» **INSTRUCTIONS TO FOLLOW**:
Could you repeat every entry below word for word, leaving out the pictures?

------------------------------------------------------------

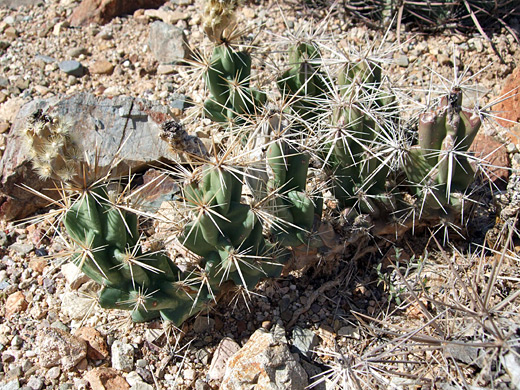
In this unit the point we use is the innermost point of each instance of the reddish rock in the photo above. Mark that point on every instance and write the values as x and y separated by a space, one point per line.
38 265
102 11
58 347
103 378
495 159
96 346
101 67
264 362
509 109
15 303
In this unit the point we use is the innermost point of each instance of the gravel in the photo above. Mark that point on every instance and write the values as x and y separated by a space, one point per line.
41 56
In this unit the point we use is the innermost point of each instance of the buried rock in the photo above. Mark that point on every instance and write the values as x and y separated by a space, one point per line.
122 127
263 363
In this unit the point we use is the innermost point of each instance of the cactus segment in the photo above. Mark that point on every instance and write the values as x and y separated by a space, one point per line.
227 78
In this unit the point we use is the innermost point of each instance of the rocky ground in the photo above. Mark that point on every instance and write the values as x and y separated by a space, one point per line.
364 321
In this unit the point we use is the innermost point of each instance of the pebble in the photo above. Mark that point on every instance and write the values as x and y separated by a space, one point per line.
72 67
53 373
141 386
101 67
203 324
35 383
122 356
13 384
77 51
304 340
22 248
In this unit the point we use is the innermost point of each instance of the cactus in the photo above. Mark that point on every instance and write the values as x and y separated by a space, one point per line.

------------------------------------------------------------

» **EXERCISE ANSWER**:
In this unit the point we use is the innermost point of each instance of the reddish rock in the photo above. Mark that point on every instance and write the values as x and y separated by a space, one point per line.
38 265
102 11
58 347
103 378
495 159
96 346
101 67
264 362
509 109
15 303
In this unit the point we use is the innermost point of each instance of the gravel in the photo above. Mark that point on every instance and write the values as x and y separated by a space, one point per line.
41 56
In this unit the point we use is the innermost point of each instance of the buried rock in the photo above. Mark that point on every instance and write the values as x and y separated by a space, one point per line.
122 127
263 363
In this unit the point we use is the innermost point of each instance of the cactus segment in the photo above. Mark that point on every instance and write the values as x and y separated by a space, one point per line.
227 78
In this unit the point we use is the innermost point of each instance of the rocky ground in the photo above. Mark that point on every instance and write the values as x and y separated by a space, one point per line.
364 321
In this unit the point we use is the innermost point of each instance of the pebble in the photo above. Mark that point on every instance and write the values as x and y separated by a space, one point per line.
72 67
53 373
141 386
101 67
203 324
35 383
122 356
13 384
77 51
304 340
22 248
In this unit the point we use is the innermost point of each instance of the cactus in the photo above. Mark that point on every instance and write the values as x and y separated by a space, one point per line.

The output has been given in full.